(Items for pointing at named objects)
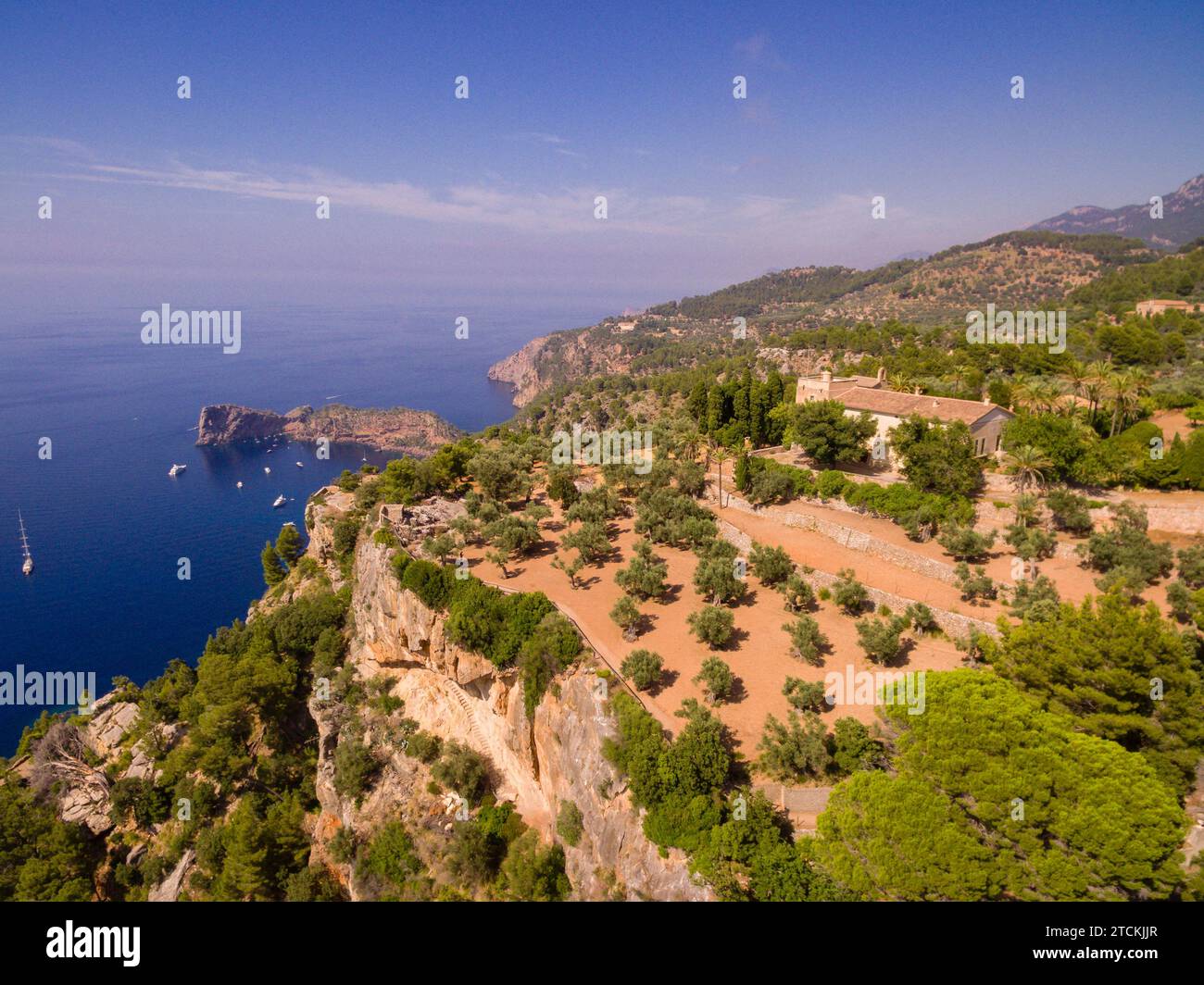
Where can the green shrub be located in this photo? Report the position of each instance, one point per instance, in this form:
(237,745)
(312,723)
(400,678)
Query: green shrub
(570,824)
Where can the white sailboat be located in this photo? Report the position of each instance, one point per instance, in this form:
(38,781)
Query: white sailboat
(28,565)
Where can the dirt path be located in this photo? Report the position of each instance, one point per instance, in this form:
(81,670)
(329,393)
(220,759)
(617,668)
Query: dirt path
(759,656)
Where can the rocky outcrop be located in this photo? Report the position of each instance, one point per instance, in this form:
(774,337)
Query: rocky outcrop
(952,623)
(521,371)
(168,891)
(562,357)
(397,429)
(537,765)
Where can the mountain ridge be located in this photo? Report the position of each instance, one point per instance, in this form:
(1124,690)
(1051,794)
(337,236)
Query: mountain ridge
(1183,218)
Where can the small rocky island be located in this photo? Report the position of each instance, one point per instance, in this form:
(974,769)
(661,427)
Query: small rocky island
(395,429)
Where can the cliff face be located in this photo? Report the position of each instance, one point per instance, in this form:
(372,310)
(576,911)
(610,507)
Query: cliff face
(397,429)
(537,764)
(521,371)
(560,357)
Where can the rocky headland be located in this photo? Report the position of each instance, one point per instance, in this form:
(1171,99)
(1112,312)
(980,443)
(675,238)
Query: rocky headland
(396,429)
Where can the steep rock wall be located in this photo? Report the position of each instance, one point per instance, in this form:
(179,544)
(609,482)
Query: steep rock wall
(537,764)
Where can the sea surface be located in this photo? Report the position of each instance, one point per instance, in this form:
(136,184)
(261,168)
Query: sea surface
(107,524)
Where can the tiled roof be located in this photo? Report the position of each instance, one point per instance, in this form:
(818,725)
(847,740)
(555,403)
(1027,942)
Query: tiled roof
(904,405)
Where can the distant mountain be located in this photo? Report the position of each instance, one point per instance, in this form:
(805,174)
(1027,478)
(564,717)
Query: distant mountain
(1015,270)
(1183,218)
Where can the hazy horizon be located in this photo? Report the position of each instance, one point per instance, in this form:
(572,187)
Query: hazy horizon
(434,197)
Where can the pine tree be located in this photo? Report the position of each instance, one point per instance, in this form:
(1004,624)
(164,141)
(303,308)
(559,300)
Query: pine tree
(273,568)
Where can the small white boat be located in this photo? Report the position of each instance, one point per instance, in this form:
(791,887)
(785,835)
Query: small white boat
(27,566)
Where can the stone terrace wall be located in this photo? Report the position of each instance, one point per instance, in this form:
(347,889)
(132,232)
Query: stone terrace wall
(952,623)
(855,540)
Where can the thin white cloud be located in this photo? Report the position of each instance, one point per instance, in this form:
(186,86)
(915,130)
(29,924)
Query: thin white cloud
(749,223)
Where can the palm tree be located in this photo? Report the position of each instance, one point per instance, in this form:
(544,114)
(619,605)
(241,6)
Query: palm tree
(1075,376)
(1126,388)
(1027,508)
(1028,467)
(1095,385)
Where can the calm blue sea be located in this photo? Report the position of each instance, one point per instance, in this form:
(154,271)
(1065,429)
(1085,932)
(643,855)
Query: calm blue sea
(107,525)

* **To be done**
Lay out every line from the one containing "Where can the stone" through the end of the items as a Markdown table with the columns Row and Line. Number the rows in order and skip blank lines.

* **Task solution**
| Row | Line |
|---|---|
| 1 | Where can the stone terrace wall be located in this photo? Report the position of each instance, one point per instance, in this form: |
| 2 | (347,889) |
| 3 | (132,232) |
| 4 | Query: stone terrace wall |
| 5 | (952,623) |
| 6 | (855,540) |
| 7 | Where can the thin white cloud be located in this photo? Report the position of each instance, one point per instance, in this form: |
| 8 | (186,86) |
| 9 | (915,130) |
| 10 | (29,924) |
| 11 | Query: thin white cloud |
| 12 | (749,223) |
| 13 | Where can the palm tree be located in this photo? Report the position of each instance, one point per instance, in this form: |
| 14 | (544,114) |
| 15 | (619,605) |
| 16 | (241,6) |
| 17 | Query: palm tree |
| 18 | (1075,376) |
| 19 | (1126,388) |
| 20 | (1027,508) |
| 21 | (1028,467) |
| 22 | (1095,385) |
| 23 | Where can the calm blue sea be located in this photo? Report the position of each instance, one point per instance, in this form: |
| 24 | (154,271) |
| 25 | (1065,429) |
| 26 | (1085,932) |
| 27 | (643,855) |
| 28 | Query: calm blue sea |
| 29 | (107,525) |